• [Task] Take the material below and reproduce, word for word, only the lines from the line with "Target: concrete pavement" through the line with "Target: child in stroller".

────────────────────

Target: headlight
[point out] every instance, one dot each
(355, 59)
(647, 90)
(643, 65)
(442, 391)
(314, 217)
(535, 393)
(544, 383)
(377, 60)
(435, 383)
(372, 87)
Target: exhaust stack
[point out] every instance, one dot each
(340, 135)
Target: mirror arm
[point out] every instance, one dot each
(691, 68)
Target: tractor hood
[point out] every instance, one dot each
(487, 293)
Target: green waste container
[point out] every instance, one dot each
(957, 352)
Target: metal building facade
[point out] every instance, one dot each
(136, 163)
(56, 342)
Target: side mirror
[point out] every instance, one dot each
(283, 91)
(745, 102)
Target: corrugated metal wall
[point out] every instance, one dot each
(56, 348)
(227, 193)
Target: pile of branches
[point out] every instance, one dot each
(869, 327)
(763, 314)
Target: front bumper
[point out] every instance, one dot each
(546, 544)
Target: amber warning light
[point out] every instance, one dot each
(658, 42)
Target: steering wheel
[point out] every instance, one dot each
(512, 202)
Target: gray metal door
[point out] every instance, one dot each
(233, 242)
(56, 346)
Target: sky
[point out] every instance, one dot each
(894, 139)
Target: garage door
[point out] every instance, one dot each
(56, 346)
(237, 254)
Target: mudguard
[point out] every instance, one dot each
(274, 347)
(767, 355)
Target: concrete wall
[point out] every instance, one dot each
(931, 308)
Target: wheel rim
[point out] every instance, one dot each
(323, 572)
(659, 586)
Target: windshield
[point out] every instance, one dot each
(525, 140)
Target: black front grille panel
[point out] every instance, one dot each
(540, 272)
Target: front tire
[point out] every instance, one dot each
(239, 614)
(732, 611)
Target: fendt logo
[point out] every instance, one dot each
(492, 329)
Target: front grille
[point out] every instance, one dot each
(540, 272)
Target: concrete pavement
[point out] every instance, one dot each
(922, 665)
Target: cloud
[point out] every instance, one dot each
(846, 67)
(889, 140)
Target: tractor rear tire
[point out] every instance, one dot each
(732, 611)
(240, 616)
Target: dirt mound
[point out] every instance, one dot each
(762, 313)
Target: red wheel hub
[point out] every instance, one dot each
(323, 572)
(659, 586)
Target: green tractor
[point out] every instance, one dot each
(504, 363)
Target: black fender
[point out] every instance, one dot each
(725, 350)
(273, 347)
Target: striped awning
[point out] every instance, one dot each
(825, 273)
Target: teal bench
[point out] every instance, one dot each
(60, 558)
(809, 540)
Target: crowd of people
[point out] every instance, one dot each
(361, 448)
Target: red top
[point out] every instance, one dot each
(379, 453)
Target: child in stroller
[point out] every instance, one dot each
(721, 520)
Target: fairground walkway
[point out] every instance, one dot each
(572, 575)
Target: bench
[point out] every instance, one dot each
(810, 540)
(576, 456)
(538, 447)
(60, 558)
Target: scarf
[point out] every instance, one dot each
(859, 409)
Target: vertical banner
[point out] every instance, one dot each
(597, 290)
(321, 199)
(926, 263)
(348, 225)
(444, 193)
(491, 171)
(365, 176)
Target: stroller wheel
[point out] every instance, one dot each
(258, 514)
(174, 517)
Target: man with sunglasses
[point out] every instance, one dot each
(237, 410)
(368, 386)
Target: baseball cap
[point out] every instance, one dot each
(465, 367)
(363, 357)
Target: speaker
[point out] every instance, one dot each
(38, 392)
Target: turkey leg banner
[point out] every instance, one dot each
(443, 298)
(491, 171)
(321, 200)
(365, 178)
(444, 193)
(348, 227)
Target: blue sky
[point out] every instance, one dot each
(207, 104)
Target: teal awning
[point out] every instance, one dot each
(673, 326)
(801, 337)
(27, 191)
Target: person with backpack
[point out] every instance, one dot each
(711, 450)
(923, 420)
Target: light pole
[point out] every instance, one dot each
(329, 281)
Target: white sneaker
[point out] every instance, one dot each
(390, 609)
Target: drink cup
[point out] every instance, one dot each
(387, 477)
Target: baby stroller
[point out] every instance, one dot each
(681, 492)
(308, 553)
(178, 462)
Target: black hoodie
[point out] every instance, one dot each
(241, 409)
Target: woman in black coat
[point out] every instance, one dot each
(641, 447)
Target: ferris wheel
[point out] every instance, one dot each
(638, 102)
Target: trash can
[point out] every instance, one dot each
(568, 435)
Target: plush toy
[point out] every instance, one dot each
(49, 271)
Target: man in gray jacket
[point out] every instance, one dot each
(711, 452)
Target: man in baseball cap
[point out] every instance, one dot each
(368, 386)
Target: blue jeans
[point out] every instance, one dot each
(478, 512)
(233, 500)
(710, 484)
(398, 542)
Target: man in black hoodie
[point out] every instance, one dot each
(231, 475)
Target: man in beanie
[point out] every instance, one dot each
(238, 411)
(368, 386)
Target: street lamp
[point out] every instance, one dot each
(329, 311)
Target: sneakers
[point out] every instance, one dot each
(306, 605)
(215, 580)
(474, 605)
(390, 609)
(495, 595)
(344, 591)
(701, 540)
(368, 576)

────────────────────

• [Task answer]
Target: concrete pavement
[point out] every instance, one dot each
(922, 665)
Target: cloud
[point out] every instance, one dot each
(846, 67)
(889, 140)
Target: tractor rear tire
[point out] every instance, one dot each
(732, 611)
(240, 616)
Target: dirt mound
[point out] every instance, one dot each
(762, 313)
Target: red wheel hub
[point out] every instance, one dot each
(323, 572)
(659, 586)
Target: green tractor
[point out] every instance, one dot each
(504, 363)
Target: black fender
[point out] every instance, one dot each
(725, 350)
(273, 347)
Target: striped awning
[point out] every instance, one dot each
(825, 273)
Target: teal bench
[point out] every instance, one dot each
(60, 558)
(809, 540)
Target: crowd of people
[point out] every instance, one dot each
(361, 448)
Target: red top
[point out] every instance, one dot each
(379, 453)
Target: child in stroller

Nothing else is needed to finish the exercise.